• _TASK DIRECTIONS_
Gather every row below that contains the string "handle" and copy each one in full. Treat case as significant when matching.

(Photo labels with their boxes)

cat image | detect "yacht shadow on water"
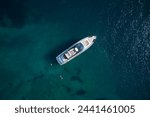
[44,39,79,65]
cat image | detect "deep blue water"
[0,0,150,100]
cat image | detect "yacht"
[56,36,96,65]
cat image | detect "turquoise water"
[0,0,150,100]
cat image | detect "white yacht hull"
[56,36,96,65]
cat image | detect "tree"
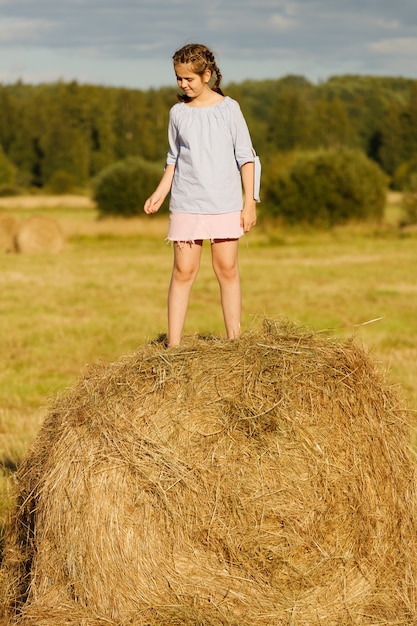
[264,148,387,227]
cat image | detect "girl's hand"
[143,192,164,215]
[240,200,256,233]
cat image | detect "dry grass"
[2,319,417,626]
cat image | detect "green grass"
[0,199,417,523]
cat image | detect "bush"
[264,148,388,227]
[47,170,75,195]
[94,157,166,217]
[392,156,417,191]
[0,145,15,187]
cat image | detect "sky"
[0,0,417,90]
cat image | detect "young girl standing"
[144,44,260,347]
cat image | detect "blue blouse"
[167,96,257,215]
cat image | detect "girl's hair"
[172,43,224,102]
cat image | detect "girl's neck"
[185,88,224,108]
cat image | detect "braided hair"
[172,43,224,102]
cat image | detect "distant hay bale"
[15,215,64,254]
[0,213,17,252]
[3,320,417,626]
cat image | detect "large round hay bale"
[0,213,17,252]
[0,320,417,626]
[15,215,64,254]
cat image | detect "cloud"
[369,37,417,54]
[0,0,417,87]
[0,16,53,45]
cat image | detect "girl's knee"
[213,262,239,281]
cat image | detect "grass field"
[0,193,417,525]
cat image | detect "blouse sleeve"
[231,101,261,202]
[166,106,178,165]
[231,100,255,169]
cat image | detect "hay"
[3,320,417,626]
[0,213,17,252]
[15,215,64,254]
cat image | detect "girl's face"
[174,63,211,99]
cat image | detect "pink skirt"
[167,211,243,242]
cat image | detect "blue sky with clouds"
[0,0,417,89]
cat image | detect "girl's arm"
[143,165,175,215]
[240,162,256,233]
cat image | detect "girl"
[144,44,260,347]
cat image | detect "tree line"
[0,75,417,191]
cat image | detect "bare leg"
[211,239,242,339]
[168,241,202,348]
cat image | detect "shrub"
[0,145,15,187]
[264,148,387,227]
[94,157,166,217]
[48,170,75,195]
[392,156,417,191]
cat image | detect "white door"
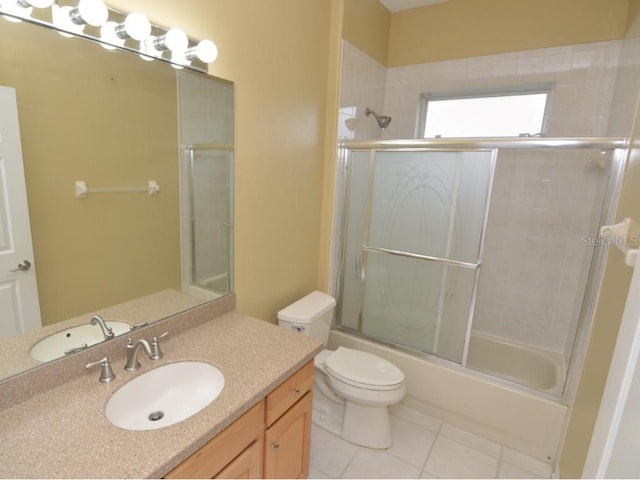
[582,252,640,478]
[0,86,41,338]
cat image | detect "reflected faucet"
[89,315,115,340]
[124,338,153,372]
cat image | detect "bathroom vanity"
[0,302,321,478]
[165,361,313,478]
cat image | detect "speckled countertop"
[0,290,204,378]
[0,312,322,478]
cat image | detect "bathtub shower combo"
[180,144,233,300]
[335,138,625,403]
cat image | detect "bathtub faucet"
[89,315,115,340]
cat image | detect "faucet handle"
[85,357,116,383]
[149,332,169,360]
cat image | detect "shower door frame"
[179,143,235,298]
[329,137,629,405]
[337,147,498,367]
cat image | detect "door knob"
[9,260,31,272]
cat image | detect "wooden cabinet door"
[216,442,262,478]
[264,392,312,478]
[164,401,264,478]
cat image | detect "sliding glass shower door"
[339,150,495,363]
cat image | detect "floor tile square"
[389,403,442,433]
[342,448,420,478]
[498,462,542,478]
[440,423,502,458]
[424,435,498,478]
[387,415,436,469]
[502,447,553,478]
[307,467,331,478]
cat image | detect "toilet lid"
[325,347,404,387]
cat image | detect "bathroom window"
[418,84,553,138]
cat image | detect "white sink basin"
[105,362,224,430]
[30,321,131,362]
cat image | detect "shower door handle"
[9,260,31,272]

• _RESULT FOR THIS EXERCISE_
cat image | detect "faucet handle"
cat image | detect "shower door handle"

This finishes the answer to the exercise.